[Written tasks]:
1. Answer these from the article about Franz Camenzind, one answer per line, each marked with its letter:
(a) On what date was the article published?
(b) How old is Camenzind?
(c) For how many years has he been executive director of the Jackson Hole Conservation Alliance?
2. Condense the paragraph beginning "And Camenzind does cherish" from the article about Franz Camenzind into a shorter version that keeps its main facts.

[Excerpted text]:
------

News

Getting back to nature with Franz

Wednesday, August 20, 2008

By Jake Nichols

Jackson Hole, Wyo.-Like a lot of us, Franz Camenzind gets antsy sitting in an office on a nice day. He hears nature calling him; not in a whisper but a roar: “Come, take me in. Walk in my woods, swim in my waters. But please, save me first.”

“You love what you know, you protect what you love,” Camenzind is fond of saying. “You have to know it. You have to have access to it. You have to be comfortable in it to love it. And if you love it, you will protect it.”

And Camenzind does cherish every bird, every beast, and every branch in the wild. He has been known, in his youthful past, to hike in the buff in an attempt to get back to nature. There is nothing the 64-year-old fears more than losing that connection. Now, after 12 years as the executive director of the Jackson Hole Conservation Alliance, where he has rallied for the rights of creatures big and small, he wants to see more of what he was fighting for.

Questions remain. How did the self-professed, original cheese head become the head cheese of one of Jackson Hole’s largest and oldest nonprofits, a job he never wanted? Who will follow in his path? And how does someone who never knows where he is going ever get there?

------

[Record excerpts]:
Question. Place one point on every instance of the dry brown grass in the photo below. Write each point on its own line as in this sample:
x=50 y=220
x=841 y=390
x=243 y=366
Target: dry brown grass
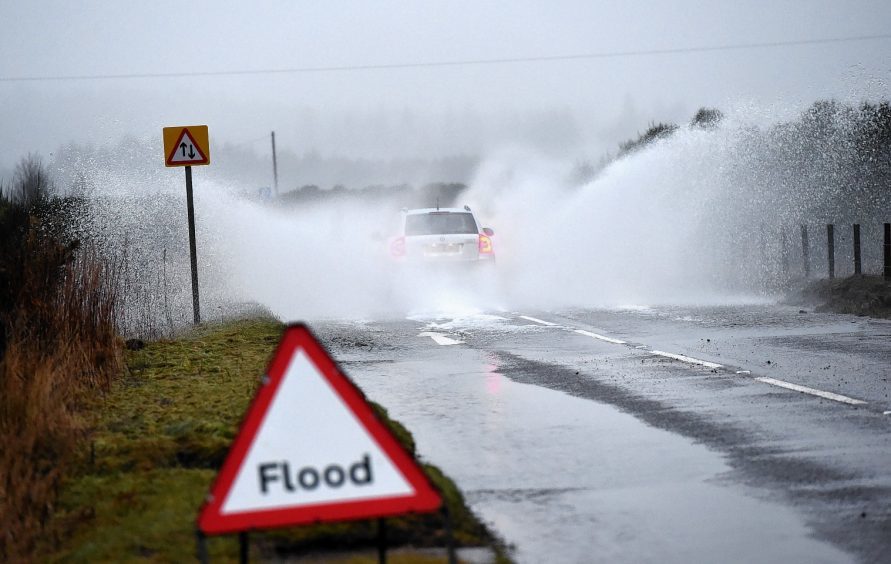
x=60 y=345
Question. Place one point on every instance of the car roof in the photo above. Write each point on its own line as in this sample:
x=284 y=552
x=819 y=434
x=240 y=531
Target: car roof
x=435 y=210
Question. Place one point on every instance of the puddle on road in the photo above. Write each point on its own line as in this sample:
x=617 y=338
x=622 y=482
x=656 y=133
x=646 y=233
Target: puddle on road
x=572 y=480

------

[Outputs]:
1.
(a) Wednesday, August 20, 2008
(b) 64
(c) 12 years

2. Camenzind cherishes all wildlife and, in his youth, was known to hike naked to get back to nature. At 64, he fears nothing more than losing that connection. After 12 years as executive director of the Jackson Hole Conservation Alliance, fighting for creatures big and small, he wants to see more of what he fought for.